──────── Input material ────────
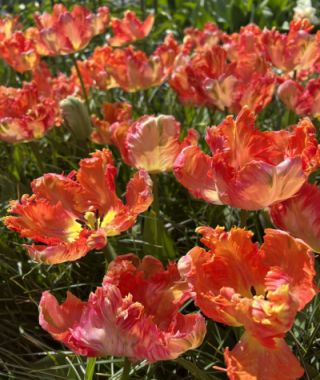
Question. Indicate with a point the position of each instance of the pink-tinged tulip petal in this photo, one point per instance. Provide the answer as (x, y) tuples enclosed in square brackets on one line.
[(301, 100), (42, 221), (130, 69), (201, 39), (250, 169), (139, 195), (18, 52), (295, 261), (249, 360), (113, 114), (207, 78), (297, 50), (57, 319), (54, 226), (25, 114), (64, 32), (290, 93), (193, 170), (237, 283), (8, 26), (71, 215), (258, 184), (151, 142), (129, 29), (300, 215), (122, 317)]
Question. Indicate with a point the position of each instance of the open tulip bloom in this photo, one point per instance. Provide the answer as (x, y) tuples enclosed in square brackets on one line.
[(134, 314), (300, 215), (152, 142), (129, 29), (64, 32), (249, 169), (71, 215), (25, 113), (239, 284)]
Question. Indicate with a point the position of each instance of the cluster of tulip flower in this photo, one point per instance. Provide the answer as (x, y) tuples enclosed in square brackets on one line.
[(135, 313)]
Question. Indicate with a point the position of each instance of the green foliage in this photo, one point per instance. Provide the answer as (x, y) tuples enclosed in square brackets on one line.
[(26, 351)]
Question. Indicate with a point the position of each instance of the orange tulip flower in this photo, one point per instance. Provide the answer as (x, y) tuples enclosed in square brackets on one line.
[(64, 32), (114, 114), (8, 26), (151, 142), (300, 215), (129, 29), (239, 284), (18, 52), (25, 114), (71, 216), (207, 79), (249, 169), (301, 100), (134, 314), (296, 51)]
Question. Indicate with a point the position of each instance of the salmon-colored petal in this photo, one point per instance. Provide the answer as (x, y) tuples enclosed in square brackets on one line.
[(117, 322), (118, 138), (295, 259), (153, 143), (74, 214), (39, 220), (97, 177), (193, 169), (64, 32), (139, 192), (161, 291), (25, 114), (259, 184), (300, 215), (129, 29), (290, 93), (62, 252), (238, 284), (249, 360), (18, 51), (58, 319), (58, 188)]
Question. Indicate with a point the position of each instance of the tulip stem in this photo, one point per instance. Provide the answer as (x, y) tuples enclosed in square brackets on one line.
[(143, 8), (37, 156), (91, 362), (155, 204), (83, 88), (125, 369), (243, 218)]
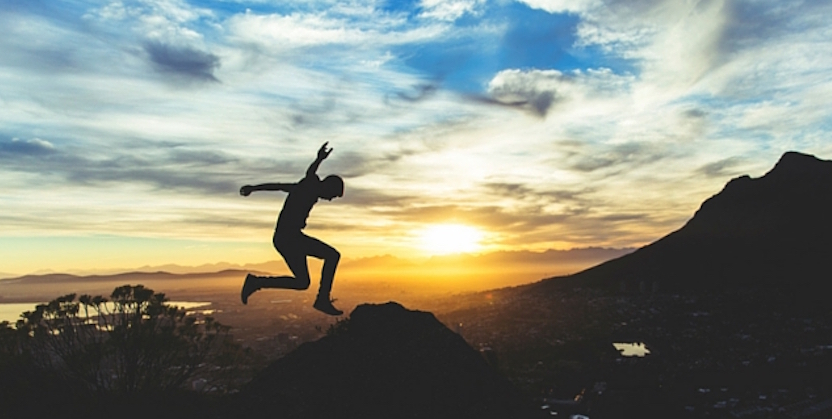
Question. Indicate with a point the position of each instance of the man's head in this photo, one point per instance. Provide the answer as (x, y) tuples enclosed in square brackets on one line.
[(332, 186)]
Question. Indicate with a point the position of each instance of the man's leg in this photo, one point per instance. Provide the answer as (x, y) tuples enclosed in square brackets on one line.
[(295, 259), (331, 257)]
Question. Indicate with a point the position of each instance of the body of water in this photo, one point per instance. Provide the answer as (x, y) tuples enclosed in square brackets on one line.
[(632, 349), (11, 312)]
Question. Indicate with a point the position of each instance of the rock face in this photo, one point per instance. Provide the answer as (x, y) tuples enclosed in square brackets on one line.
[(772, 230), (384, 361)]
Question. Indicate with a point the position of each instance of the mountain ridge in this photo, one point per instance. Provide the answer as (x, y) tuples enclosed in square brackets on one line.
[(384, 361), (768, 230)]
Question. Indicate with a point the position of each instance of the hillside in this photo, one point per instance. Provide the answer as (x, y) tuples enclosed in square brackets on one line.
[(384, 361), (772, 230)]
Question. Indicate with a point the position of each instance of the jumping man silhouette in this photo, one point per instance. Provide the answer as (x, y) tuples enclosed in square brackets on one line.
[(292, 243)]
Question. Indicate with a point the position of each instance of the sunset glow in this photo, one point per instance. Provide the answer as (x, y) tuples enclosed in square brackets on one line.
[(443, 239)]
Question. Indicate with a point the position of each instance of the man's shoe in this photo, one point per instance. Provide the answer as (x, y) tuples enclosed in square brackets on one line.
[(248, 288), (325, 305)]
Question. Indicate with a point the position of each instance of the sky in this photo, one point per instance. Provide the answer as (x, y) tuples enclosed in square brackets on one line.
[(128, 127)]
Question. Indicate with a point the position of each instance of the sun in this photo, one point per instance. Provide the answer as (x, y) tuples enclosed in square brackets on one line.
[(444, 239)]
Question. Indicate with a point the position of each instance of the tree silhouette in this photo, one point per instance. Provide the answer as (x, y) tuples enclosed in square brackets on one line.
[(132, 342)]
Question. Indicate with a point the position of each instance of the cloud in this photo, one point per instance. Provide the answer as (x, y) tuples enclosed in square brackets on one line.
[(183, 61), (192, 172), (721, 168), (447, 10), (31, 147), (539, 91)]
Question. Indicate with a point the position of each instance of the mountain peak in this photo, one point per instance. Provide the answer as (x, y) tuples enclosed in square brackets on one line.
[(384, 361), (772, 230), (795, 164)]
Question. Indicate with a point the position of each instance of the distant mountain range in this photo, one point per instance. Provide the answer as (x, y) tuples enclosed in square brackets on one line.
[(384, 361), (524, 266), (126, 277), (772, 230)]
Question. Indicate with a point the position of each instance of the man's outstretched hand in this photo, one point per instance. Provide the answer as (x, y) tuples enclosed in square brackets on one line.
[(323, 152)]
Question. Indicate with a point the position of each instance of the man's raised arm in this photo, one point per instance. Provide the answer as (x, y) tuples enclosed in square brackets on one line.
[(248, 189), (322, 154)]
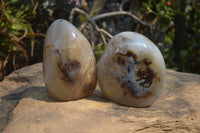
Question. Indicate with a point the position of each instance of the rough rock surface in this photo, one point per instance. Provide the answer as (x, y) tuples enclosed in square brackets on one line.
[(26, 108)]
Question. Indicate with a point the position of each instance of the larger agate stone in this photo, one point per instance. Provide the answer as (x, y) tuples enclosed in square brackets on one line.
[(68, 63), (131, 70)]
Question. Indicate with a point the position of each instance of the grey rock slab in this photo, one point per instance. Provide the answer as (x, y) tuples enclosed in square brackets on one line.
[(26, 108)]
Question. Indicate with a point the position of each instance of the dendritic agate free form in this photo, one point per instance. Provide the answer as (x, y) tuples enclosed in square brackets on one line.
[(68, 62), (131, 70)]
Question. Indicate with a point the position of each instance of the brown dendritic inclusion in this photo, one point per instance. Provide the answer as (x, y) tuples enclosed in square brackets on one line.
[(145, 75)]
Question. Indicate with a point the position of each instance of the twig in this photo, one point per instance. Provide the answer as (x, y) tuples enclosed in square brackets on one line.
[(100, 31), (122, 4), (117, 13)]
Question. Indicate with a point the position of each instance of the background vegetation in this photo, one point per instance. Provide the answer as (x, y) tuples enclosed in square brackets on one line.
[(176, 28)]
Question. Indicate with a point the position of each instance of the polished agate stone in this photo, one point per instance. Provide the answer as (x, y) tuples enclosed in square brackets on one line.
────────
■ Task to complete:
Leave out the pictures and transcribe the entries above exactly.

■ Task result:
Question. Indicate with a point the position of each instance of the pink-tinged tulip petal in this photo, one point per instance. Provide the answer as (x, y) tuples enclosed in square brackets on one line.
[(301, 100), (42, 221), (130, 69), (201, 39), (250, 169), (139, 195), (18, 52), (295, 261), (249, 360), (113, 114), (207, 78), (297, 50), (57, 319), (54, 226), (25, 114), (64, 32), (290, 93), (193, 170), (237, 283), (8, 26), (71, 215), (258, 184), (151, 142), (129, 29), (300, 215), (122, 317)]
Question. Indicate with a point the position of each instance of the open tulip bloom in this photo, one point per instance. Provide the answer as (x, y) tuples enclosed in square brackets on one line.
[(134, 314), (300, 215), (152, 142), (129, 29), (64, 32), (249, 169), (71, 215), (25, 113), (239, 284)]
Question. Indicate with a point the position of each instance of the cluster of tulip flower in this photo, one point per instance. Provide the answer as (x, y) tuples enclosed in square brackets on one line.
[(135, 313)]
Question. Indicate with a point the position of each instance of the green foliage in this photo, one point per instance. Provide the answer as (x, y) tuples enclosed in square brackets on one line.
[(26, 351)]
Question. Indicate with a point the position of each instance of the orange tulip flower in this photo, one point per instance. Provide the answer as (x, y) tuples enclosed in square brackets on one line.
[(64, 32), (114, 114), (8, 26), (151, 142), (300, 215), (129, 29), (239, 284), (18, 52), (25, 114), (71, 216), (207, 79), (249, 169), (301, 100), (134, 314), (296, 51)]
Question. Indicate with a point the position of each instance of the salmon-colored petal in this photo, one point per instance. Provide the answer as (x, y) tuples enclosed in square brackets on one line.
[(117, 322), (118, 138), (295, 259), (153, 143), (74, 214), (39, 220), (97, 177), (193, 169), (64, 32), (139, 192), (161, 291), (25, 114), (259, 184), (300, 215), (129, 29), (290, 93), (62, 252), (238, 284), (249, 360), (18, 51), (58, 319), (58, 188)]
Question. Indicate with a point the position of each instance of the tulip stem in this photo, one point per instance. Provide the answer as (x, y) tuples enclosed in square brackets on one line.
[(143, 8), (37, 156), (91, 362), (155, 204), (83, 88), (125, 369), (243, 218)]
Question. Indicate with a point the position of each instance of the man's head in this photo, one point per instance. Provide the answer as (x, y) tuples enclosed in square brackets on one line.
[(332, 186)]
Question. Indicate with a point the position of each instance of the man's leg in this photo, one point per instance. Provide the answer as (x, y) tuples enclosed in square brackets on one line.
[(295, 259), (331, 257)]
Question. Indicate with a point the position of each instance of the body of water in this photo, one point per instance. Provide the answer as (x, y) tuples enclosed in square brackets on one line.
[(632, 349), (11, 312)]
Question. Indicate with a point the position of each instance of the rock face in this photo, one point per instance. Provide the answer as (x, y) tuples enclosed in square brackets on one line.
[(772, 230), (384, 361)]
Question. Indicate with a point the position of each instance of the mountain ridge in this photo, one point per instance. Provide the answer as (x, y) tuples enclosed in square brackets on one line.
[(384, 361), (768, 230)]
Question. Indicate with a point the position of each instance of the hillside in this photo, one point per instance. Provide the answer as (x, y) tuples enclosed in square brackets on one line.
[(384, 361), (772, 230)]
Question. Indicate with a point the position of each instance of the jumping man silhouette in this photo, one point per instance. Provide the answer as (x, y) tuples enclosed in square brackets on one line.
[(292, 243)]
Question. Indicate with a point the position of each instance of the sunset glow in this photo, one point per instance. Provide the answer as (x, y) tuples enclosed in square brackets on one line.
[(443, 239)]
Question. Indicate with a point the position of each instance of the man's shoe in this photo, one point per instance. Provide the answer as (x, y) tuples enclosed in square brackets on one line.
[(248, 288), (325, 305)]
Question. Indicate with a point the position of each instance of the sky in this photo, one point per instance. Provide the answer as (x, y) tuples enclosed in square brackets on one line.
[(128, 127)]
Question. Indicate with a point the position of each instance of the sun in this photo, one point per instance. Provide the answer as (x, y) tuples enclosed in square brackets on one line.
[(444, 239)]
Question. Indicate with a point the position of each instance of the tree silhouette in this photo, one point per instance. Provide the answer as (x, y) tuples enclosed in square brackets on one line.
[(132, 342)]
Question. Indicate with a point the position of each instance of the cloud in this photo, one point per instance. Provide the answer as (x, y) tuples enclosed in square brackets on one line.
[(183, 61), (192, 172), (721, 168), (447, 10), (31, 147), (539, 91)]
Question. Indicate with a point the position of each instance of the mountain peak in this photo, one point per instance. Provide the answer as (x, y) tuples enclosed in square brackets on one line.
[(384, 361), (772, 230), (795, 164)]
Question. Indicate with a point the position of each instance of the distant mountain range in this photo, one point per instance. Provide the answer as (x, y) tuples enclosed in square brackets on one line.
[(384, 361), (524, 266), (126, 277), (772, 230)]
Question. Indicate with a point the position of each instance of the man's outstretched hand in this photo, one point per instance. Provide the answer as (x, y) tuples enclosed in square brackets on one line.
[(323, 152)]
Question. Indicate with a point the position of each instance of the man's raised arm in this photo, one point per instance. Provide the answer as (x, y) tuples enclosed in square brackets on one line.
[(248, 189), (322, 154)]
Question. Indicate with a point the position of each instance of the rough rock surface in this photo, one point per instance. Provide the answer as (x, y) tuples enclosed in square brackets on one line.
[(26, 108)]
Question. Indicate with a point the position of each instance of the larger agate stone in this photo, one point per instance. Provide the answer as (x, y) tuples enclosed in square brackets on one line.
[(68, 63), (131, 70)]
Question. Indicate with a point the position of each instance of the grey rock slab in this photo, one point per instance. Provide the answer as (x, y) tuples enclosed in square brackets on one line.
[(26, 108)]
Question. Indicate with a point the position of each instance of the dendritic agate free form in this photo, one point per instance. Provide the answer as (x, y) tuples enclosed in square brackets on one line.
[(68, 62), (131, 70)]
Question. Indicate with a point the position of each instance of the brown dendritic inclusion in this photo, one point per instance. Provide the answer as (x, y) tuples enclosed in square brackets on one line.
[(145, 75)]
Question. Indicate with a point the position of each instance of the twig in this photo, one point per instance. Provide the answer as (x, y) tuples enclosed in square brackets on one line.
[(100, 31), (122, 4), (117, 13)]
Question. Indicate with a point the position of each instance of the background vegetation in this photo, one point per instance. Provide the answer as (x, y) tuples enclosed in square brackets on one line.
[(176, 28)]
Question. Indicate with a point the position of each instance of the polished agate stone in this photo, one point per instance. Provide the answer as (x, y) tuples enclosed in square brackets on one line.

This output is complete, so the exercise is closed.